* **Dokumenttext**:
________________

Dieser Artikel behandelt die preußische Heeresreform 1807–1813. Für die preußische Heeresreform 1859–1866 und den Verfassungskonflikt darum siehe Preußischer Verfassungskonflikt.
Die Preußische Heeresreform bezeichnet die Reorganisation der preußischen Armee in den Jahren 1807 bis 1814. Wie in den anderen Bereichen der preußischen Reformen wurden dabei Teile der revolutionären und napoleonischen Strukturen des politisch und militärisch erfolgreichen Frankreich übernommen. In der Heeresreform prallten Reformer und konservative Kräfte so unmittelbar aufeinander wie in keinem anderen der Reformprojekte.
Bereits vor 1806 hatte es unter progressiven Offizieren Kritik am veralteten preußischen Militär gegeben. Nachdem die Preußen gegen die Truppen Napoleons gescheitert waren und das Land vor dem Zusammenbruch stand, war der Leidensdruck groß genug, um die Reformen umzusetzen.
Reformprogramm
Als eigentlicher Beginn der Preußischen Heeresreform kann die Einsetzung Gerhard von Scharnhorsts als Chef des Kriegsdepartements (Kriegsministerium) und des Generalstabes sowie zum Vorsitzenden der Militär-Reorganisationskommission im Juli 1807 angesehen werden.
In dieser Funktion versuchte er zusammen mit gleichgesinnten Offizieren wie August Graf Neidhardt von Gneisenau, Hermann von Boyen und Carl von Clausewitz das preußische Militär zu reformieren, um es wieder schlagkräftig zu machen. Auf lange Sicht sollte dadurch ein Sieg über Napoleon möglich werden. Das Prinzip dabei war die Verbindung des erfolgreichen französischen „Volkskriegs“, geführt von freiwilligen und patriotisch begeisterten Soldaten, mit der militärischen Tradition Preußens, im Gegensatz zu der alten Armee aus zwangsverpflichteten Landeskindern und Söldnern.
Krümpersystem
Neben der Qualitätssteigerung versuchten die Reformer vor allem die Beschränkungen der Heeresgröße durch den Tilsiter Frieden auf 42.000 Mann (zuvor rund 200.000) zu umgehen. Dazu bediente Scharnhorst sich des Krümpersystems. Dieses am 31. Juli 1807 eingeführte Verfahren stattete jede Kompanie mit überzähligem Personal aus, das zu Reservetruppen ausgebildet wurde. Während der grundlegenden Ausbildung gehörte immer nur ein Teil dieser Soldaten der regulären Truppe an und wurde auf die Heeresgröße angerechnet. Nach kurzer Zeit wurde dieses Personal durch neue Reservisten ausgetauscht und ins Zivilleben entlassen. Als Zivilisten übten die Reservisten weiter. Diese Übungen erfolgten in der Öffentlichkeit, um den Zusammenhalt zwischen Bevölkerung und Militär zu stärken. Zudem wurden die neuen Bestimmungen des Disziplinarrechts ohne Prügelstrafen bei den Reservisten besonders konsequent angewandt, um die bewaffneten Bürger zu motivieren. Allerdings führte das Krümpersystem nie zu einer breiten Volksbewaffnung und blieb auch hinter den Erwartungen der Reformer zurück. Die Krümpersoldaten eingerechnet, verfügte Preußen 1813 beim Beginn der Befreiungskriege lediglich über 65.000 Soldaten.

________________

* **Bereitgestellte Daten**:
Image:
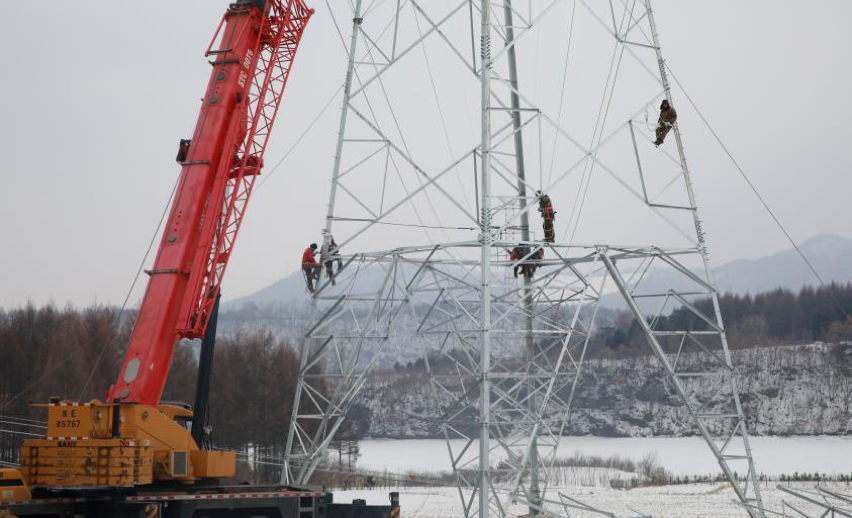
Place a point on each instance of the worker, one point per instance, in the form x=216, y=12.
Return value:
x=668, y=116
x=529, y=265
x=545, y=208
x=330, y=254
x=310, y=266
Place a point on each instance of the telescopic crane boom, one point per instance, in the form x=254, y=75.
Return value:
x=131, y=439
x=257, y=42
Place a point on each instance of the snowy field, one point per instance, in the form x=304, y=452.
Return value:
x=773, y=456
x=689, y=501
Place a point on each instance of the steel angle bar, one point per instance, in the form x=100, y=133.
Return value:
x=817, y=499
x=676, y=381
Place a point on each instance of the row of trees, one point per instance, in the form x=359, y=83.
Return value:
x=778, y=316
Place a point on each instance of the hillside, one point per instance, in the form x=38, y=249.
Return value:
x=785, y=390
x=830, y=254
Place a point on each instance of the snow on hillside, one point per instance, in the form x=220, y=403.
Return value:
x=789, y=390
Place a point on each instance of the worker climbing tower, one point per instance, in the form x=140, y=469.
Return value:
x=455, y=125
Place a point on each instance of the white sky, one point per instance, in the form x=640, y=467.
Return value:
x=96, y=96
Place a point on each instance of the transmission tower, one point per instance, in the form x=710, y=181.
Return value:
x=441, y=156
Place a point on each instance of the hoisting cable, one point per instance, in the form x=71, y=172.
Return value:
x=759, y=196
x=562, y=94
x=301, y=137
x=132, y=286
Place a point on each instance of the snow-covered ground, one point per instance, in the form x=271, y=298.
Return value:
x=687, y=501
x=773, y=456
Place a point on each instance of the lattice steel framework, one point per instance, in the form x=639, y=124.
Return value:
x=504, y=355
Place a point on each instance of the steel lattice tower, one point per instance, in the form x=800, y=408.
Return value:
x=505, y=356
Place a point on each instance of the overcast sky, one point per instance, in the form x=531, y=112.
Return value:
x=95, y=97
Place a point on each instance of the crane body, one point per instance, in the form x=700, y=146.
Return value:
x=132, y=455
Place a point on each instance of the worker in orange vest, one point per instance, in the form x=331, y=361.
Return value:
x=310, y=266
x=668, y=116
x=545, y=208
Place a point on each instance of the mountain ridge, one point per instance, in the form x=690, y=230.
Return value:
x=831, y=255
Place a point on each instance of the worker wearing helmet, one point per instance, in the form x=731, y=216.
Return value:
x=668, y=116
x=310, y=266
x=545, y=208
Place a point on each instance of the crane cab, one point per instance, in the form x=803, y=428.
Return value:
x=12, y=486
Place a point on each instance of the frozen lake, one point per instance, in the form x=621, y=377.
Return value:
x=773, y=456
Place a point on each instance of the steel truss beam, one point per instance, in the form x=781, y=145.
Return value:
x=504, y=357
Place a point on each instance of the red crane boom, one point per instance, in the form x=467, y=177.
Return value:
x=257, y=42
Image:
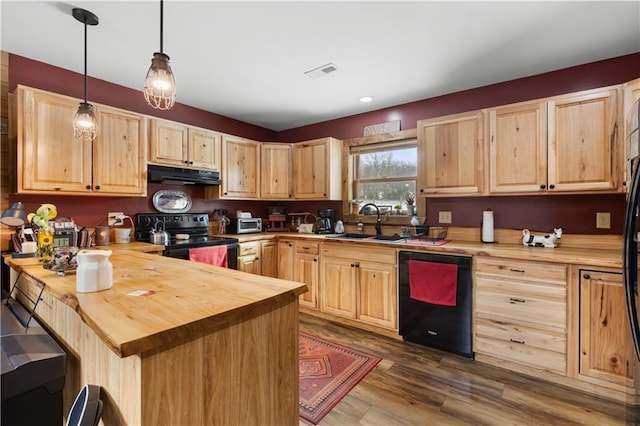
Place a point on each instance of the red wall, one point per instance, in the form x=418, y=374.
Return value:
x=541, y=213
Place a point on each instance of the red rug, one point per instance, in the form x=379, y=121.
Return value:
x=328, y=372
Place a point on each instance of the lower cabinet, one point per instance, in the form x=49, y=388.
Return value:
x=521, y=312
x=606, y=353
x=360, y=283
x=299, y=260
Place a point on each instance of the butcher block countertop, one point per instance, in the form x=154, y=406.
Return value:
x=181, y=298
x=588, y=254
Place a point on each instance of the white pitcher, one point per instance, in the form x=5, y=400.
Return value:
x=95, y=271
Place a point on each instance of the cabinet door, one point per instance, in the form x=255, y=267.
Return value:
x=49, y=157
x=338, y=289
x=204, y=149
x=168, y=143
x=310, y=178
x=518, y=148
x=268, y=258
x=583, y=142
x=119, y=156
x=308, y=272
x=450, y=155
x=277, y=171
x=377, y=294
x=605, y=342
x=285, y=260
x=240, y=174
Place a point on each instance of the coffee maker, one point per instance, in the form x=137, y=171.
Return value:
x=325, y=221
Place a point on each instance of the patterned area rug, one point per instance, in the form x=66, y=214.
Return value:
x=328, y=372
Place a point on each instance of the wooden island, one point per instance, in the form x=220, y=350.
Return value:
x=204, y=346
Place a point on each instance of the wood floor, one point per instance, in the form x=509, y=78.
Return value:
x=414, y=385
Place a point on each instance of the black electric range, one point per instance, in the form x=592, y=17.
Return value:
x=192, y=228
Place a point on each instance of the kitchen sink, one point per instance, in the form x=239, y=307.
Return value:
x=356, y=236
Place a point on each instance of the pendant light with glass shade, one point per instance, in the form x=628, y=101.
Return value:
x=85, y=125
x=160, y=85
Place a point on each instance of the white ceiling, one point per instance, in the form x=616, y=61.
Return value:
x=246, y=60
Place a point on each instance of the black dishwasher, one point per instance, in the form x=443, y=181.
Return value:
x=442, y=327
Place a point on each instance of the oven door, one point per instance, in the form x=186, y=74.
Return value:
x=183, y=253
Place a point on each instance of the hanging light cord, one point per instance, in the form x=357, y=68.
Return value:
x=161, y=23
x=85, y=60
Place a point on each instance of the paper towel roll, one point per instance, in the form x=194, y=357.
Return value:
x=487, y=226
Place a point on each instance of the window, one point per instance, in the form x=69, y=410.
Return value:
x=385, y=174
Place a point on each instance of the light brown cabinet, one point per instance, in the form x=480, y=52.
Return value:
x=520, y=313
x=50, y=159
x=584, y=141
x=258, y=257
x=317, y=169
x=450, y=155
x=606, y=352
x=518, y=147
x=179, y=145
x=360, y=283
x=269, y=258
x=276, y=171
x=241, y=168
x=566, y=143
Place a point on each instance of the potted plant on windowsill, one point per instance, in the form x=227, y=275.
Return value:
x=410, y=199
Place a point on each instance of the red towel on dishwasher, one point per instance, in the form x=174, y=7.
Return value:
x=213, y=255
x=431, y=282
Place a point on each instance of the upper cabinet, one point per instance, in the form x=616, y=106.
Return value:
x=450, y=155
x=240, y=168
x=317, y=169
x=276, y=171
x=584, y=141
x=562, y=144
x=50, y=159
x=175, y=144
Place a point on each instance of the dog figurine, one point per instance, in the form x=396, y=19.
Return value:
x=548, y=240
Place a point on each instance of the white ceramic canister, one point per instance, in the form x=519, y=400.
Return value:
x=95, y=271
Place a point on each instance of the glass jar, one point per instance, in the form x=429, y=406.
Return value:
x=45, y=247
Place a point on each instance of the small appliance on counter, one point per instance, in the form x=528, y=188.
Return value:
x=325, y=221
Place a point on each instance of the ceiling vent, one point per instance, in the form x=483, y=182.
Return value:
x=321, y=71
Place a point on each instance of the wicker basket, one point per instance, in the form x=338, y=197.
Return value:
x=432, y=233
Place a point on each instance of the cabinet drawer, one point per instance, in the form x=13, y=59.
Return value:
x=535, y=304
x=523, y=270
x=251, y=248
x=307, y=247
x=521, y=353
x=506, y=331
x=359, y=252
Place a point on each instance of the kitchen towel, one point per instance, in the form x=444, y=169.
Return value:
x=435, y=283
x=213, y=255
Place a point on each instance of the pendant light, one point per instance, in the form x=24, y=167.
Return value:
x=85, y=125
x=160, y=85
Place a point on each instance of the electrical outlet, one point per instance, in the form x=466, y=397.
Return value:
x=444, y=217
x=114, y=218
x=603, y=220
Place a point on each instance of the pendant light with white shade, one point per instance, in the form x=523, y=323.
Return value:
x=85, y=125
x=160, y=85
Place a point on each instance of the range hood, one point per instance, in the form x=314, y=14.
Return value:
x=179, y=176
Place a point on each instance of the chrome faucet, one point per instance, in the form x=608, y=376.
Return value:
x=378, y=220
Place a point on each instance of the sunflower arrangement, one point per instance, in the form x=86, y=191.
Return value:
x=40, y=220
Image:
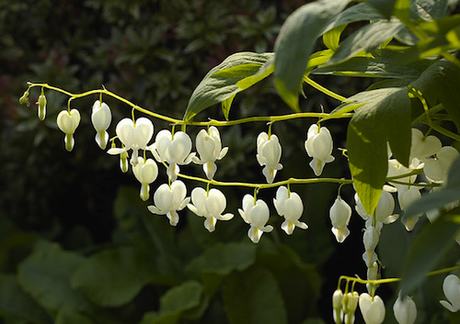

________________

* **Erforderliche Schritte**:
- A) Beantworten Sie die folgenden Fragen zum Artikel über die preußische Heeresreform:
(i) In welchen Jahren fand die Reorganisation der preußischen Armee laut Artikel statt?
(ii) In welchem Monat und Jahr wurde Gerhard von Scharnhorst als Chef des Kriegsdepartements eingesetzt?
(iii) Über wie viele Soldaten verfügte Preußen 1813 beim Beginn der Befreiungskriege?
- B) Schreiben Sie aus dem Artikel über die preußische Heeresreform alles von „Dieser Artikel behandelt“ bis hinab zu „die Reformen umzusetzen.“ erneut ab und tauschen Sie dabei „Frankreich“ gegen „England“ aus.
- C) Prüfen Sie, ob die folgenden Aussagen mit dem Artikel über die preußische Heeresreform übereinstimmen:
(i) Das Krümpersystem wurde am 31. Juli 1807 eingeführt.
(ii) Die Übungen der Reservisten fanden unter Ausschluss der Öffentlichkeit statt.
(iii) Vor 1806 gab es keinerlei Kritik am preußischen Militär.

* **Die Lösungen**:
- A)
(i) In den Jahren 1807 bis 1814.
(ii) Im Juli 1807.
(iii) Über lediglich 65.000 Soldaten.

- B)
Dieser Artikel behandelt die preußische Heeresreform 1807–1813. Für die preußische Heeresreform 1859–1866 und den Verfassungskonflikt darum siehe Preußischer Verfassungskonflikt.
Die Preußische Heeresreform bezeichnet die Reorganisation der preußischen Armee in den Jahren 1807 bis 1814. Wie in den anderen Bereichen der preußischen Reformen wurden dabei Teile der revolutionären und napoleonischen Strukturen des politisch und militärisch erfolgreichen England übernommen. In der Heeresreform prallten Reformer und konservative Kräfte so unmittelbar aufeinander wie in keinem anderen der Reformprojekte.
Bereits vor 1806 hatte es unter progressiven Offizieren Kritik am veralteten preußischen Militär gegeben. Nachdem die Preußen gegen die Truppen Napoleons gescheitert waren und das Land vor dem Zusammenbruch stand, war der Leidensdruck groß genug, um die Reformen umzusetzen.

- C)
(i) Ja: „Dieses am 31. Juli 1807 eingeführte Verfahren stattete jede Kompanie mit überzähligem Personal aus“
(ii) Nein: „Diese Übungen erfolgten in der Öffentlichkeit“
(iii) Nein: „Bereits vor 1806 hatte es unter progressiven Offizieren Kritik am veralteten preußischen Militär gegeben.“